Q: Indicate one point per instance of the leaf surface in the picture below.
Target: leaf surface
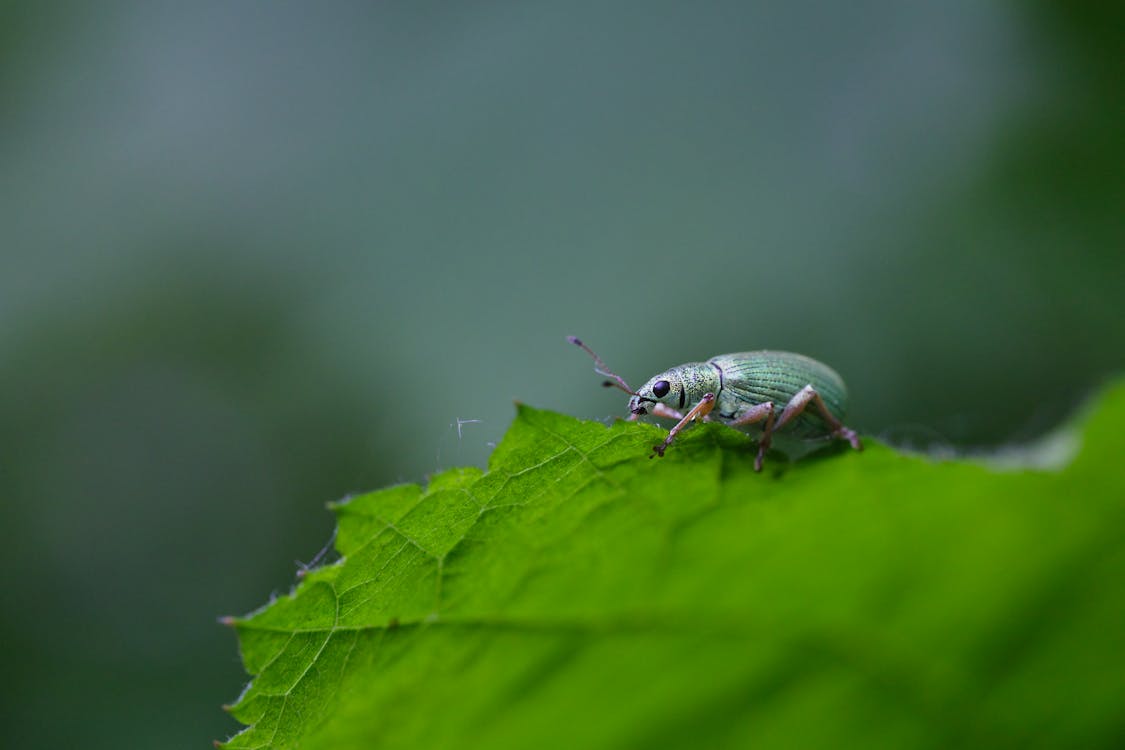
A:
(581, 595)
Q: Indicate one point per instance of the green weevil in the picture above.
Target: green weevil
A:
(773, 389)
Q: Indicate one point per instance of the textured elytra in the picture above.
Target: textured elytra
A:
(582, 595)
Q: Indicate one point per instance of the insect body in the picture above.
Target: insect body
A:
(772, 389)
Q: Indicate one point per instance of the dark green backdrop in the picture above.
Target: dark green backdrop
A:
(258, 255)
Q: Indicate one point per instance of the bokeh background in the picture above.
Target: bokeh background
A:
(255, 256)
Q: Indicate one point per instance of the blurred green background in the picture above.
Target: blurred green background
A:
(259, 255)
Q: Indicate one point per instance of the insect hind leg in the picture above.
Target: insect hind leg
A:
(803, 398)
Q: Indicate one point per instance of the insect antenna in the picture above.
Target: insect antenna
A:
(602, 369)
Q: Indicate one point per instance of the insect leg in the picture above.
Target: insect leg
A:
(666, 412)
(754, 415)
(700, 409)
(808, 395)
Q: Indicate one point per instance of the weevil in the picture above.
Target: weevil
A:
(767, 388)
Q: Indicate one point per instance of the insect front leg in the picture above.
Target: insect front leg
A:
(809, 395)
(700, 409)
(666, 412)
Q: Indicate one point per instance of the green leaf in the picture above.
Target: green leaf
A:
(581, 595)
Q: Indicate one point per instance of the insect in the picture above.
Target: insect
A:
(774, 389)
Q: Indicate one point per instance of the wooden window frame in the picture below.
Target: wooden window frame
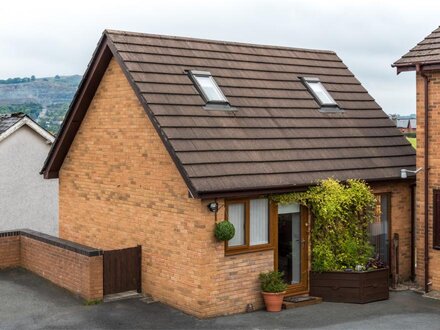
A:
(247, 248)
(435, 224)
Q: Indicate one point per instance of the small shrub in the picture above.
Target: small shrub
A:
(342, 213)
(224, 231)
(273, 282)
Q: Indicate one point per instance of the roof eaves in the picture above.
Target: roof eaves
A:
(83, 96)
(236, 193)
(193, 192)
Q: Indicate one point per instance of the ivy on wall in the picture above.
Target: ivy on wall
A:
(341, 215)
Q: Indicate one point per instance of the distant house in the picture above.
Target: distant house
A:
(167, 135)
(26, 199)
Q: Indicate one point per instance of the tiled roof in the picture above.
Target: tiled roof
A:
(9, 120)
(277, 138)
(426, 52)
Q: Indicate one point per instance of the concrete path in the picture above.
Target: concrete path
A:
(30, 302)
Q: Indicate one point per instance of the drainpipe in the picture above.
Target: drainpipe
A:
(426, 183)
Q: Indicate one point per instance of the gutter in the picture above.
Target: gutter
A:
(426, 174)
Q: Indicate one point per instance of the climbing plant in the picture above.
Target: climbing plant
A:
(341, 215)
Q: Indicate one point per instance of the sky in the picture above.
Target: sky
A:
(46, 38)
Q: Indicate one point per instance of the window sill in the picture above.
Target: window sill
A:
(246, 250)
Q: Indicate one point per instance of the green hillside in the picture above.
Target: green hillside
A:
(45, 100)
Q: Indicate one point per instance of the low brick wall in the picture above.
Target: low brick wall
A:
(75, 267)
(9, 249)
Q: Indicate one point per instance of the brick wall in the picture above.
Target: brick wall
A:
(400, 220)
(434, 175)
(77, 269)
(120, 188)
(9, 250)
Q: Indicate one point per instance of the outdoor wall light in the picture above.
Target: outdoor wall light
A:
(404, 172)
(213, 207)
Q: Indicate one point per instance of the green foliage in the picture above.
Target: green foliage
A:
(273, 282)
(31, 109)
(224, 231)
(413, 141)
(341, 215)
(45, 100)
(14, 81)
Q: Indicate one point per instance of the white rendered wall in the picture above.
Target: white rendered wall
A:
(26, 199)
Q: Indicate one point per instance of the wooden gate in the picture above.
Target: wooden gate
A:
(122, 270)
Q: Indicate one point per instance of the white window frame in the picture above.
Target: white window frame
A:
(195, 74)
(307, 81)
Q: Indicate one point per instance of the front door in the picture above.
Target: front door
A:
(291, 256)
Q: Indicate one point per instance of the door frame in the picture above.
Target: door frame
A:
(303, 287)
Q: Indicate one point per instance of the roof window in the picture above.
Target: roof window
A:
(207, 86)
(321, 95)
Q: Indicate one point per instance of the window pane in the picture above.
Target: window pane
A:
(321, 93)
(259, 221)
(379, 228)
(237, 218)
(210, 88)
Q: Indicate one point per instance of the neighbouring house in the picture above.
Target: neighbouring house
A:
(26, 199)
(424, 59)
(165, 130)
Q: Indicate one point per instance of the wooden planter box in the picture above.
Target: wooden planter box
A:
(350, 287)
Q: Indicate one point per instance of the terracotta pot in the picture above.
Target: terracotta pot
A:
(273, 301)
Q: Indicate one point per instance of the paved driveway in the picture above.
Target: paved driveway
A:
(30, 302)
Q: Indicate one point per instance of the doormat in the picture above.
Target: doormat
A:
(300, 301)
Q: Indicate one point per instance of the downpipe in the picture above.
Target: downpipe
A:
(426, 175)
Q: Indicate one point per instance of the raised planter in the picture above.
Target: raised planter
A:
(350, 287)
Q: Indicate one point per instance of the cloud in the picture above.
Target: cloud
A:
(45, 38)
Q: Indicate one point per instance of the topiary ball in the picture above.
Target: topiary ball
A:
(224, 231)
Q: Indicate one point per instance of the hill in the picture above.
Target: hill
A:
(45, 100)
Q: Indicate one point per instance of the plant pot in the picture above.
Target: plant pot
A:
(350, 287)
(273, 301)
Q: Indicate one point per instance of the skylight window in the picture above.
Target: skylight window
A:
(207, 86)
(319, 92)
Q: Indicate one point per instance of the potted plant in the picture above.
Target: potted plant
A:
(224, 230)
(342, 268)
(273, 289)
•••••
Problem to work on – Reproduce the entries above exactly. Do not include the images.

Correct response –
Q: Indicate one point per instance of the leaf surface in the picture below.
Target: leaf surface
A:
(581, 595)
Q: Indicate one point per instance of the green weevil in the picture above.
Target: green weevil
A:
(773, 389)
Q: Indicate one point per instance of the textured elytra in the picture above.
Target: textured elytra
A:
(582, 595)
Q: Indicate one point per instance of the insect body in the picture above.
Target: insect body
A:
(772, 389)
Q: Indicate one point per instance of the dark green backdrop in the picture above.
Target: dark green backdrop
A:
(258, 255)
Q: Indicate one point per instance of the bokeh background in the picture above.
Target: bokeh background
A:
(255, 256)
Q: Indicate one point per instance of the blurred green background in the picture above.
Target: blurred green background
A:
(259, 255)
Q: Indicate one point per instance of the insect hind leg in the picture above.
Target: insect hind leg
A:
(803, 398)
Q: Indicate one point per instance of the insect antenna in the picture above.
Target: insect antenna
A:
(602, 369)
Q: Indicate one point per instance of the insect leg in the picture above.
Target: insect leg
A:
(666, 412)
(754, 415)
(700, 409)
(808, 395)
Q: Indicate one point per instance of the weevil in the picture above.
Target: weevil
A:
(767, 388)
Q: Indicate one point per instance of the insect front leg in the picture above.
Target: insect front leg
A:
(809, 395)
(700, 409)
(666, 412)
Q: Indicate one point per instance of the green leaf in the picture above.
Target: green leaf
A:
(581, 595)
Q: Indicate one point per instance of the insect in the picture above.
Target: insect
A:
(774, 389)
Q: Indicate one point per instance of the wooden window frame in the picture below.
Target: wooden window frame
A:
(247, 248)
(435, 224)
Q: Indicate one point per instance of the small shrub in the picture above.
Target: small shrub
A:
(342, 213)
(224, 231)
(273, 282)
Q: Indicate one point per instance of the roof eaves in the picture above.
Target: roof eaves
A:
(83, 96)
(236, 193)
(193, 192)
Q: Indicate one point per instance of the ivy on wall in the picture above.
Target: ivy on wall
A:
(341, 215)
Q: Indicate one point per instance of the distant house in the picture above.
Target: distant house
A:
(167, 135)
(26, 199)
Q: Indicate one point per instance of the tiled roof in the picture above.
Target: tiled roof
A:
(9, 120)
(277, 138)
(426, 52)
Q: Indicate one point per instance of the concrete path in the picture above.
Target: concrete path
A:
(30, 302)
Q: Indicate one point per instance of the drainpipe in the picture above.
Target: drainpipe
A:
(426, 183)
Q: Indicate one point per instance of the gutter in the picture above.
Target: gutter
A:
(426, 174)
Q: Indicate one point per instance of the climbing plant in the picture above.
Target: climbing plant
A:
(341, 215)
Q: Indicate one point per instance of the sky in the picture above.
Target: sky
A:
(46, 38)
Q: Indicate one point per instance of the window sill in the picture above.
Target: window sill
A:
(246, 250)
Q: Indicate one point per instance of the green hillside in the picture above.
Target: green hillside
A:
(45, 100)
Q: Indicate one point per instance of the low brick wall in the picture above.
Target: low brick wall
A:
(75, 267)
(9, 249)
Q: Indicate one point per instance of the brick wall in the picture above.
Target: brick wall
A:
(400, 220)
(434, 175)
(77, 269)
(120, 188)
(9, 250)
Q: Indicate one point per instance of the outdoor wall light in the picture above.
Target: outdoor wall light
A:
(404, 172)
(213, 207)
Q: Indicate one point per instance of the green foliage in the picture above.
Target: green foliage
A:
(273, 282)
(31, 109)
(224, 231)
(413, 141)
(341, 215)
(45, 100)
(14, 81)
Q: Indicate one point per instance of the white rendered wall in the picture above.
Target: white rendered wall
A:
(26, 199)
Q: Indicate one point per instance of the wooden gate in the picture above.
Target: wooden gate
A:
(122, 270)
Q: Indicate one point per instance of the white window frame in the picture above.
Target: white window frame
A:
(195, 74)
(307, 81)
Q: Indicate one point per instance of the front door in the picture above.
Target: front door
A:
(291, 256)
Q: Indicate one point per instance of the door frame in the picture above.
Target: door frame
A:
(303, 287)
Q: Indicate one point per instance of the roof window in the picture above.
Target: roof window
A:
(207, 86)
(321, 95)
Q: Indicate one point per instance of the window pane in the picture above.
Target: window pane
A:
(321, 93)
(259, 221)
(379, 228)
(237, 218)
(210, 88)
Q: Indicate one point per instance of the neighbouring house in the picture above.
Target: neighbouring house
A:
(26, 199)
(424, 59)
(165, 130)
Q: Indicate one point per instance of the wooden planter box in the picture above.
Target: wooden planter box
A:
(350, 287)
Q: Indicate one point per instance of the terracotta pot in the picture above.
Target: terracotta pot
A:
(273, 301)
Q: Indicate one point per instance of the paved driveway in the picture above.
Target: paved driveway
A:
(30, 302)
Q: Indicate one point per instance of the doormat in the picture above.
Target: doormat
A:
(300, 301)
Q: Indicate one point per instance of the downpipe in the picture above.
Target: downpipe
A:
(426, 175)
Q: Indicate one point per instance of the raised planter in the picture above.
Target: raised planter
A:
(350, 287)
Q: Indicate one point per instance of the cloud in the picture above.
Target: cloud
A:
(45, 38)
Q: Indicate one point per instance of the topiary ball in the picture above.
Target: topiary ball
A:
(224, 231)
Q: Indicate one point per instance of the hill in the picture above.
Target: hill
A:
(45, 100)
Q: Indicate one point per instance of the plant pot in the picture above.
Target: plant pot
A:
(350, 287)
(273, 301)
Q: Indicate one point per instance of the skylight window in the picture above.
Target: skylight window
A:
(207, 86)
(319, 92)
Q: Indicate one point per instance of the potted plant in the picture above.
Target: potted plant
A:
(224, 230)
(342, 268)
(273, 289)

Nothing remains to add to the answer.